WHAT YOU WILL DO: Please copy every line of the data in which the string "wooden" appears.

GIVEN DATA:
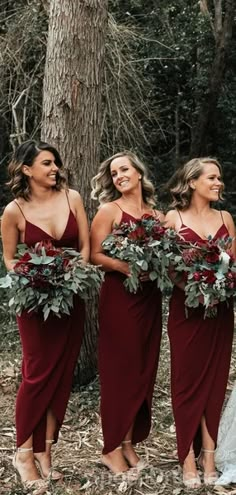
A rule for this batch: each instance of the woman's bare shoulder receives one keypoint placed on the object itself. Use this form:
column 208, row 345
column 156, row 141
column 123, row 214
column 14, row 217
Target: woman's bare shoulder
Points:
column 12, row 210
column 159, row 215
column 171, row 217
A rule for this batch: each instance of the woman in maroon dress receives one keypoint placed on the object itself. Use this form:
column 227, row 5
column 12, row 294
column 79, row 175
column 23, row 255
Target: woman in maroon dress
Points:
column 130, row 324
column 200, row 348
column 43, row 209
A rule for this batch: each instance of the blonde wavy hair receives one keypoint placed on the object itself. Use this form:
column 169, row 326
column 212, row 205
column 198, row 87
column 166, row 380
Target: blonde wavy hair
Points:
column 103, row 189
column 25, row 154
column 179, row 184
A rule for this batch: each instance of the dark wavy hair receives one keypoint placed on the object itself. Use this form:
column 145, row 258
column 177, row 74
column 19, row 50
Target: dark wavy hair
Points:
column 25, row 154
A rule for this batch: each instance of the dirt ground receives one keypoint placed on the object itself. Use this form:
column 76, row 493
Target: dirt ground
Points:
column 79, row 447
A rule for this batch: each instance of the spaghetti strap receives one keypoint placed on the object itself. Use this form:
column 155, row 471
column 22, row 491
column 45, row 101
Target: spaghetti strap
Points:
column 222, row 218
column 67, row 197
column 118, row 206
column 20, row 209
column 180, row 216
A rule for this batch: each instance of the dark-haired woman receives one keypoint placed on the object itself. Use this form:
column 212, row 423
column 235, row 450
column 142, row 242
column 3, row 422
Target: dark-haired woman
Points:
column 200, row 348
column 43, row 209
column 130, row 324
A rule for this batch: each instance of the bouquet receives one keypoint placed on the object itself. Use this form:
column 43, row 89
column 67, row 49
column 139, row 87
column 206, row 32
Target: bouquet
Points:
column 46, row 278
column 209, row 272
column 144, row 245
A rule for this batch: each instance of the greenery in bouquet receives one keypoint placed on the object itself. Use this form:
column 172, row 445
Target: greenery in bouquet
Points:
column 208, row 270
column 47, row 278
column 145, row 245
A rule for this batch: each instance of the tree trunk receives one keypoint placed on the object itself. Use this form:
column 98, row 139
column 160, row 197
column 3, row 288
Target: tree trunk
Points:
column 201, row 136
column 72, row 112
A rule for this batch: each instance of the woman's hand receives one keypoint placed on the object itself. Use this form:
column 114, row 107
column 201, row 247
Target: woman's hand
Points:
column 144, row 277
column 122, row 267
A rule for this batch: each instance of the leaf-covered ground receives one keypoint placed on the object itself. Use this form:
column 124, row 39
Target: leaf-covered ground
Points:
column 79, row 448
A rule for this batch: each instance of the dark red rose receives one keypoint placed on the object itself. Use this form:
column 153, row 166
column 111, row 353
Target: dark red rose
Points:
column 209, row 276
column 23, row 259
column 139, row 234
column 213, row 255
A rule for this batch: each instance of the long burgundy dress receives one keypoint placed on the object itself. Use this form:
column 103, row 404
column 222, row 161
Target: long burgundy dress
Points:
column 129, row 345
column 200, row 360
column 50, row 351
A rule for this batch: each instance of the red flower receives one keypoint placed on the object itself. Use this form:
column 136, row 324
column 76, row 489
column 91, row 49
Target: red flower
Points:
column 24, row 259
column 139, row 234
column 191, row 255
column 209, row 276
column 213, row 254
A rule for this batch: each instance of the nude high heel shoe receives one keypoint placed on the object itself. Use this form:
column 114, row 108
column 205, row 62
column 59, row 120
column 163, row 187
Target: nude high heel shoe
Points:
column 126, row 475
column 37, row 486
column 52, row 475
column 141, row 464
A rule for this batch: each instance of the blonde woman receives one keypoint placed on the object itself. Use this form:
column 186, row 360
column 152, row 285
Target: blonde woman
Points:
column 130, row 324
column 200, row 348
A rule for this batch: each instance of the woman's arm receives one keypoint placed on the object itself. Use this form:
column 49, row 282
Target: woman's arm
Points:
column 172, row 221
column 10, row 234
column 102, row 225
column 82, row 223
column 231, row 228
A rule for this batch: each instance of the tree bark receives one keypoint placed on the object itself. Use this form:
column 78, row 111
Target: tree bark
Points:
column 72, row 112
column 222, row 29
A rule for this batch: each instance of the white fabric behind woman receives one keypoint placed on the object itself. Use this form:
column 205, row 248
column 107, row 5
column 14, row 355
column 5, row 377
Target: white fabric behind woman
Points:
column 226, row 443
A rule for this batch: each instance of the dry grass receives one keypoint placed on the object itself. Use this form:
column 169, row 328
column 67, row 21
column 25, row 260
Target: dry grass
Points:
column 79, row 447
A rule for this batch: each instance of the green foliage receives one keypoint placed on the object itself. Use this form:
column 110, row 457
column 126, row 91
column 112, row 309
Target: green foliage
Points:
column 47, row 279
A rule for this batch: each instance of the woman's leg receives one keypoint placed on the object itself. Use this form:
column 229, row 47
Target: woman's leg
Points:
column 44, row 458
column 190, row 475
column 207, row 457
column 128, row 450
column 24, row 461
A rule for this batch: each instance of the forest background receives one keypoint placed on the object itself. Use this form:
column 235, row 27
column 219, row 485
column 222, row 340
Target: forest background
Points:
column 157, row 77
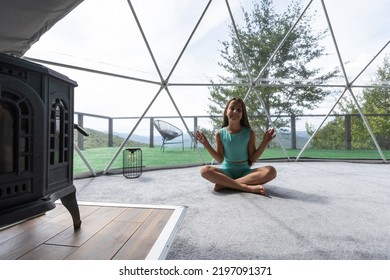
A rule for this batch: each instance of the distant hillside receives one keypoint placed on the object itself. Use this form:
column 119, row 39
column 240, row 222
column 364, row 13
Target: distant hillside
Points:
column 98, row 139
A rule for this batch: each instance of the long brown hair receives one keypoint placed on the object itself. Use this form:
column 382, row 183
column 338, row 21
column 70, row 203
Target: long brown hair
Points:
column 244, row 120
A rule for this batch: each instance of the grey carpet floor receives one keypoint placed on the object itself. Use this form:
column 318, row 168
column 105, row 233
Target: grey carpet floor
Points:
column 314, row 211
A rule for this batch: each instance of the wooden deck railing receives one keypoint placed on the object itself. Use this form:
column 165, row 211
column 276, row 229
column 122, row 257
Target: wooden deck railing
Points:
column 195, row 120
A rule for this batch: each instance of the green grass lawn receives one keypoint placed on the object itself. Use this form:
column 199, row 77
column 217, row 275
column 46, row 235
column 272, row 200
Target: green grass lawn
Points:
column 99, row 158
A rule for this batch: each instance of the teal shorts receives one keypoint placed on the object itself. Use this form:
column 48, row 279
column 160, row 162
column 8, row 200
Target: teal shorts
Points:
column 236, row 170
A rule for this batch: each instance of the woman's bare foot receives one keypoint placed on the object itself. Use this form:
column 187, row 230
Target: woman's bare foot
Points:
column 259, row 189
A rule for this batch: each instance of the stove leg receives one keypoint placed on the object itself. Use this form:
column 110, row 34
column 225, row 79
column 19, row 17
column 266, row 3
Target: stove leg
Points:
column 70, row 202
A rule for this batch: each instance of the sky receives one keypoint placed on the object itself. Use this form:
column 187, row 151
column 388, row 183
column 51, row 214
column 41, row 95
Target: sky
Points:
column 104, row 35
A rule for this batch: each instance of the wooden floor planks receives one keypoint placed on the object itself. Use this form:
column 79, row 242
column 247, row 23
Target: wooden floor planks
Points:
column 107, row 232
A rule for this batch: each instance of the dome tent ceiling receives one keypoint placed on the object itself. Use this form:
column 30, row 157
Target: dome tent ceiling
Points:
column 23, row 22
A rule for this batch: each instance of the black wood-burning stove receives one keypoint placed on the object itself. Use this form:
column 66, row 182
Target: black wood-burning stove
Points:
column 36, row 141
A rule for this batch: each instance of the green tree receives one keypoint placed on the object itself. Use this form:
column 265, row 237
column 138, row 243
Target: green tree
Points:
column 374, row 101
column 262, row 32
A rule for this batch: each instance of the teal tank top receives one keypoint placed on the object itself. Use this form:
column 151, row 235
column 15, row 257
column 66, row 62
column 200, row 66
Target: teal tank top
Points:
column 235, row 146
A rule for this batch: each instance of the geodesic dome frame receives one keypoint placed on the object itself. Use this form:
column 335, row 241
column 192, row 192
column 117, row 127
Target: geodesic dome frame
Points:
column 40, row 20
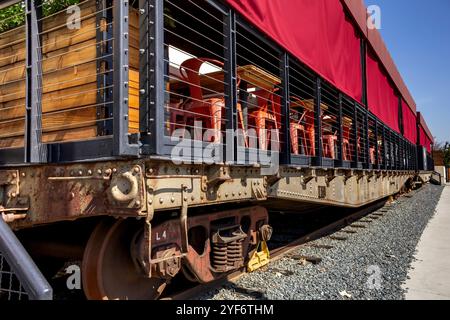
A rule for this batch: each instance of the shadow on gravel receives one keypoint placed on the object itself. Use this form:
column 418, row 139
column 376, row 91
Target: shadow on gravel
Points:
column 255, row 294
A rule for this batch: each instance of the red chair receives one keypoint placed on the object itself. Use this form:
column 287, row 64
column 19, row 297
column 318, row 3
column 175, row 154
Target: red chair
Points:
column 197, row 108
column 330, row 145
column 346, row 146
column 304, row 131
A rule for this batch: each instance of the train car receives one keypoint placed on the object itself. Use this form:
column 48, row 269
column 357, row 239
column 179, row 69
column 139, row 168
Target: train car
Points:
column 146, row 139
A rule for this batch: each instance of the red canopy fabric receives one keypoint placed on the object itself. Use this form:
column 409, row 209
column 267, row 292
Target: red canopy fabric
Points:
column 317, row 32
column 425, row 141
column 409, row 123
column 382, row 99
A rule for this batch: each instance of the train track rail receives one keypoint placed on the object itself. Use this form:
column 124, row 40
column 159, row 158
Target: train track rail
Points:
column 282, row 251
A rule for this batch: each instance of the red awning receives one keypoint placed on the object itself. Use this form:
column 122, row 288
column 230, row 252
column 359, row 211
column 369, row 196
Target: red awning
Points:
column 425, row 141
column 317, row 32
column 382, row 99
column 409, row 123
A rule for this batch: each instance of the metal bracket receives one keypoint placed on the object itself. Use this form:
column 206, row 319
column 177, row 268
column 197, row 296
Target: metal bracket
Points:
column 217, row 176
column 183, row 220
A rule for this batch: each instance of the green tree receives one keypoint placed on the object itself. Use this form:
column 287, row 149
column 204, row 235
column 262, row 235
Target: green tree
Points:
column 446, row 150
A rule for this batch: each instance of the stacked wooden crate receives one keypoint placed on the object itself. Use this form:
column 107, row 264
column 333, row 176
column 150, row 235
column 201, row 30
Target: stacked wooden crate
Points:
column 69, row 82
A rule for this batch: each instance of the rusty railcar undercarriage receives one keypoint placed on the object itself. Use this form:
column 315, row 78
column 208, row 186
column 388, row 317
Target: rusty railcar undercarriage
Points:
column 149, row 220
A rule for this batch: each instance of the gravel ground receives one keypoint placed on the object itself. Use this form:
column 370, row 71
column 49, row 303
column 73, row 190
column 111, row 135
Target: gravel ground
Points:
column 371, row 264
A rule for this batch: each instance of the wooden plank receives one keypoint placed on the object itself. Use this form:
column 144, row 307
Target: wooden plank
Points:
column 69, row 82
column 70, row 98
column 50, row 24
column 57, row 136
column 56, row 69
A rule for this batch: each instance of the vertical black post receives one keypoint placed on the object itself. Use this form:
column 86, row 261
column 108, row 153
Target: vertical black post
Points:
column 356, row 131
column 341, row 134
column 367, row 138
column 121, row 143
column 35, row 151
column 104, row 66
column 385, row 164
column 364, row 72
column 318, row 123
column 285, row 110
column 231, row 97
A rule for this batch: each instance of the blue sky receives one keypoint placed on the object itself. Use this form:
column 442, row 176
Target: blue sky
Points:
column 417, row 34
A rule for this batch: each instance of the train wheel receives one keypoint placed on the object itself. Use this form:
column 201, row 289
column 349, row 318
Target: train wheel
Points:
column 108, row 269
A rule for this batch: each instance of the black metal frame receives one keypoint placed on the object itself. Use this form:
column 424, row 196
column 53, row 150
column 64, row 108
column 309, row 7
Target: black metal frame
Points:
column 104, row 62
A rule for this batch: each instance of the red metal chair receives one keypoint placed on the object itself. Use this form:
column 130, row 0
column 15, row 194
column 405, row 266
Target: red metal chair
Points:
column 346, row 146
column 197, row 108
column 265, row 120
column 304, row 131
column 330, row 145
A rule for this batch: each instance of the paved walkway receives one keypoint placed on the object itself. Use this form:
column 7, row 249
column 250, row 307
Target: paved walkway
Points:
column 430, row 274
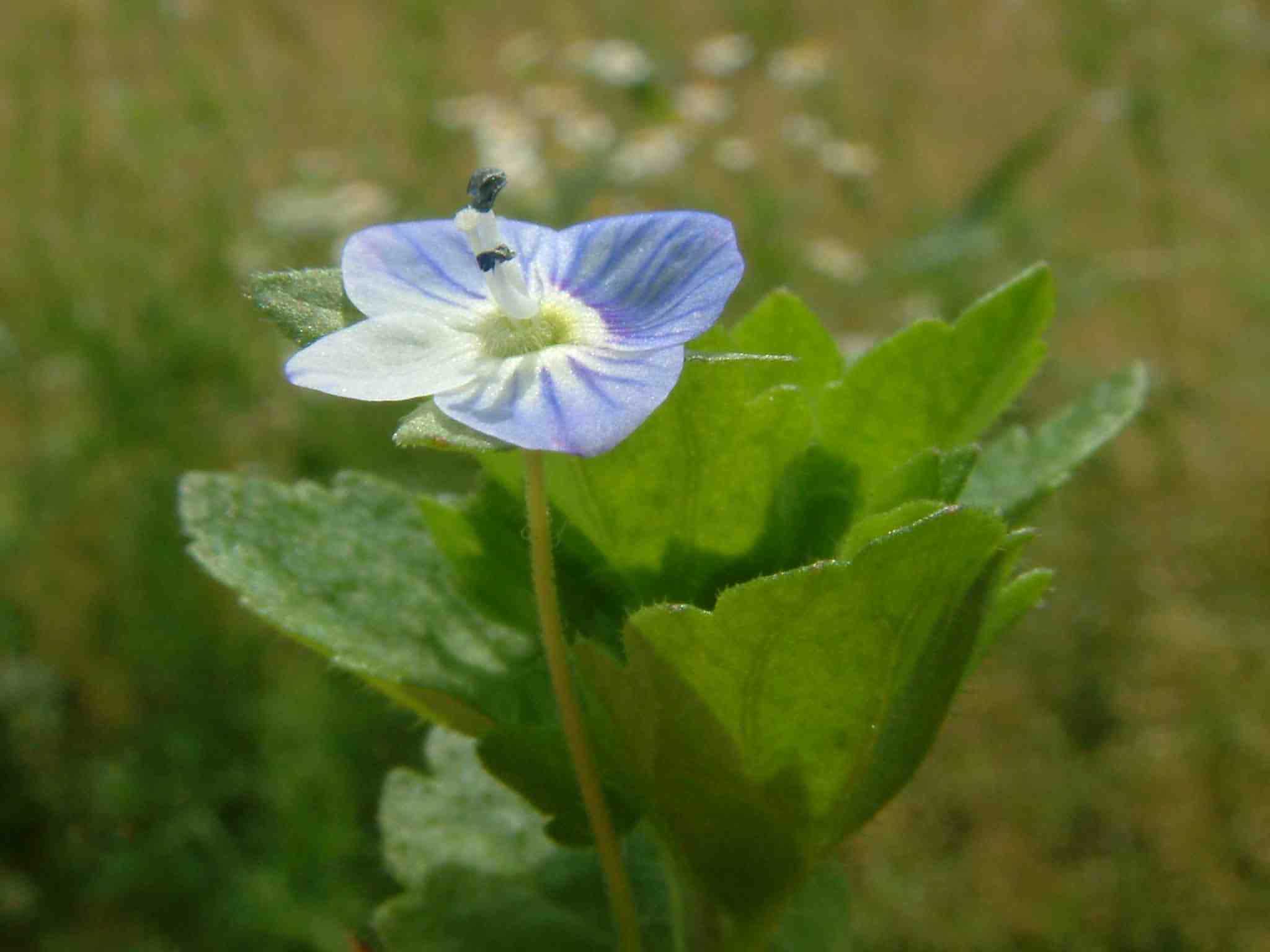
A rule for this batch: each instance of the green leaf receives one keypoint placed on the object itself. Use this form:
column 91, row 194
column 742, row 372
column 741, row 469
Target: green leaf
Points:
column 760, row 734
column 817, row 918
column 455, row 815
column 724, row 482
column 535, row 762
column 483, row 539
column 430, row 428
column 481, row 873
column 461, row 909
column 929, row 475
column 781, row 324
column 874, row 527
column 936, row 385
column 1009, row 606
column 1020, row 469
column 305, row 305
column 352, row 573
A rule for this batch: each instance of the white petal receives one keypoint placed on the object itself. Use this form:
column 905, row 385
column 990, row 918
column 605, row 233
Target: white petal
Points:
column 571, row 399
column 391, row 357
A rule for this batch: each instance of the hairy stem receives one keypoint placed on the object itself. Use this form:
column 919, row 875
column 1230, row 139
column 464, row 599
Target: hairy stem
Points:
column 621, row 901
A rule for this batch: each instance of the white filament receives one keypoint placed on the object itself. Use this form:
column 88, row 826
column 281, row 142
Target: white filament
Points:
column 506, row 281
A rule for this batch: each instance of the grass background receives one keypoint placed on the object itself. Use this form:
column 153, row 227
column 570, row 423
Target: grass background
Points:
column 174, row 776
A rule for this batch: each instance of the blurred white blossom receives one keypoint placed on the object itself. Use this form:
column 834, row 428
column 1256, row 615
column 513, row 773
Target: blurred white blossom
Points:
column 724, row 55
column 704, row 104
column 849, row 161
column 587, row 131
column 827, row 255
column 799, row 66
column 616, row 63
column 649, row 154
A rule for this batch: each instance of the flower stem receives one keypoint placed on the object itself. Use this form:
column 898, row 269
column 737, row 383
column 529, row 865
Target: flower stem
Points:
column 621, row 901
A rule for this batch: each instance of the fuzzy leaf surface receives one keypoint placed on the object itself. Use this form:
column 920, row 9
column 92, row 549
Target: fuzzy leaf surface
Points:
column 726, row 480
column 938, row 385
column 304, row 305
column 762, row 733
column 352, row 573
column 1020, row 469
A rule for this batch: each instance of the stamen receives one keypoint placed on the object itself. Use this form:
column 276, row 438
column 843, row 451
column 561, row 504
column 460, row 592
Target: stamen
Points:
column 504, row 276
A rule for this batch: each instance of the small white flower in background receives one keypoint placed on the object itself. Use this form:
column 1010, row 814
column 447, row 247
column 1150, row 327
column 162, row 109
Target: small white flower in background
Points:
column 849, row 161
column 804, row 131
column 563, row 340
column 615, row 63
column 649, row 154
column 724, row 55
column 833, row 259
column 735, row 154
column 704, row 104
column 506, row 139
column 798, row 68
column 585, row 131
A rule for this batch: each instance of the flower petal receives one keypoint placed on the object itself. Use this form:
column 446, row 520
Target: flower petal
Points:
column 391, row 357
column 657, row 280
column 572, row 399
column 413, row 266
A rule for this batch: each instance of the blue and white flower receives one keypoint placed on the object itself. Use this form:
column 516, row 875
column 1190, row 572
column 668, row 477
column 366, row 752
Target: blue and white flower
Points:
column 563, row 340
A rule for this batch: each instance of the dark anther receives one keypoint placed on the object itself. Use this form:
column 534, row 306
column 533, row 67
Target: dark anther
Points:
column 484, row 187
column 488, row 259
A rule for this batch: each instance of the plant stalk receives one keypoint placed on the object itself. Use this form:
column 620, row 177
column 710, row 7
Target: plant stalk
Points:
column 621, row 899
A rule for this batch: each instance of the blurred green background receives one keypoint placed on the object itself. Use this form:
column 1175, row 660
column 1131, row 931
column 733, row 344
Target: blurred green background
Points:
column 173, row 776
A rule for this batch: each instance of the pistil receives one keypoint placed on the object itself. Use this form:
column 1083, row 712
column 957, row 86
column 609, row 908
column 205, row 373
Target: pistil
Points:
column 504, row 275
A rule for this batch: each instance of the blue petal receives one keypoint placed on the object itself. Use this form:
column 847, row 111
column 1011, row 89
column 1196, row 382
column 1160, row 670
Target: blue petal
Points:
column 572, row 399
column 657, row 280
column 418, row 265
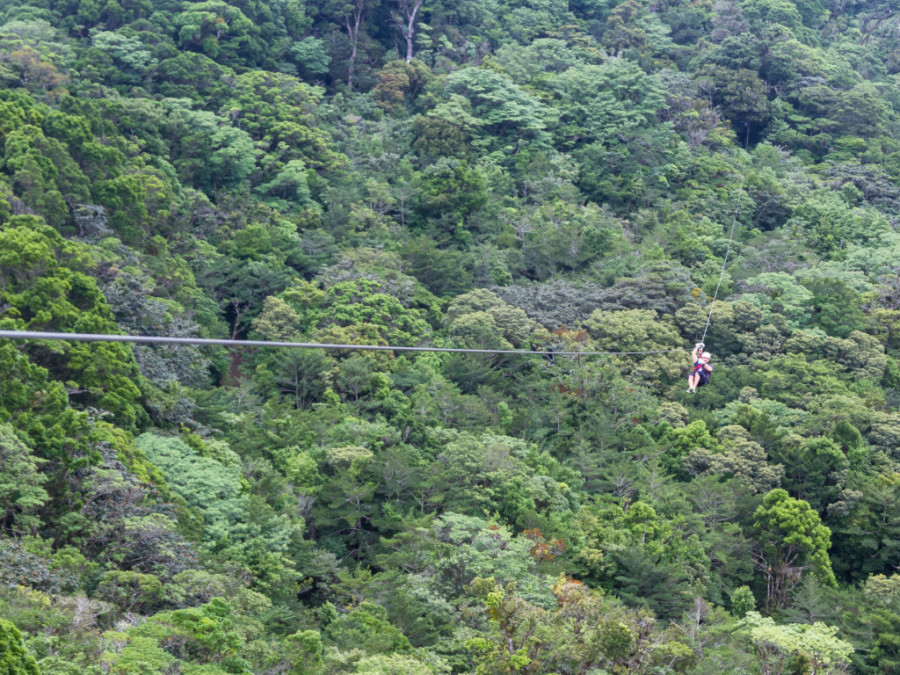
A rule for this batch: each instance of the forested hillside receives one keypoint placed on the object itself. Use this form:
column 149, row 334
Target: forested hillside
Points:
column 500, row 174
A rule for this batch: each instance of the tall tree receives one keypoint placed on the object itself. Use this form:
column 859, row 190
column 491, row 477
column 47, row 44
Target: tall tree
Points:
column 407, row 22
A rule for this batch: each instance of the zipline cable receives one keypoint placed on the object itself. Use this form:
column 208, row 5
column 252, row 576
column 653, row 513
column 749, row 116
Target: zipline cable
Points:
column 724, row 262
column 163, row 340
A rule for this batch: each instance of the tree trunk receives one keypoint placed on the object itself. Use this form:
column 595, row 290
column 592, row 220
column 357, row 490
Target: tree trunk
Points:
column 352, row 22
column 410, row 10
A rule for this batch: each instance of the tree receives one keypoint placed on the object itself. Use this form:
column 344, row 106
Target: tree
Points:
column 790, row 540
column 14, row 658
column 816, row 644
column 407, row 22
column 21, row 493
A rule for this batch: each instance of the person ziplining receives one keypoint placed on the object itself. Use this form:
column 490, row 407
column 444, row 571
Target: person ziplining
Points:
column 702, row 368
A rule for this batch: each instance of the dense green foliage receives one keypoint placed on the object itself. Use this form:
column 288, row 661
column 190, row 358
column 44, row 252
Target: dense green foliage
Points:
column 477, row 173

SOLUTION TO THE EXERCISE:
A rule for this batch: each instance of the wooden deck railing receives one keypoint placed on the object itself. Use this form:
Target: wooden deck railing
A rule for this batch: each instance of the wooden floor planks receives one keypoint placed on the object itself. Use this form:
Target: wooden floor planks
A rule for this batch: each instance of the stacked wooden crate receives one keypoint placed on the object itself. Use this form:
Target: stacked wooden crate
A rule for this batch: each instance of the wooden plank receives one keypoint placed on the object itself. Use this form:
Target: wooden plank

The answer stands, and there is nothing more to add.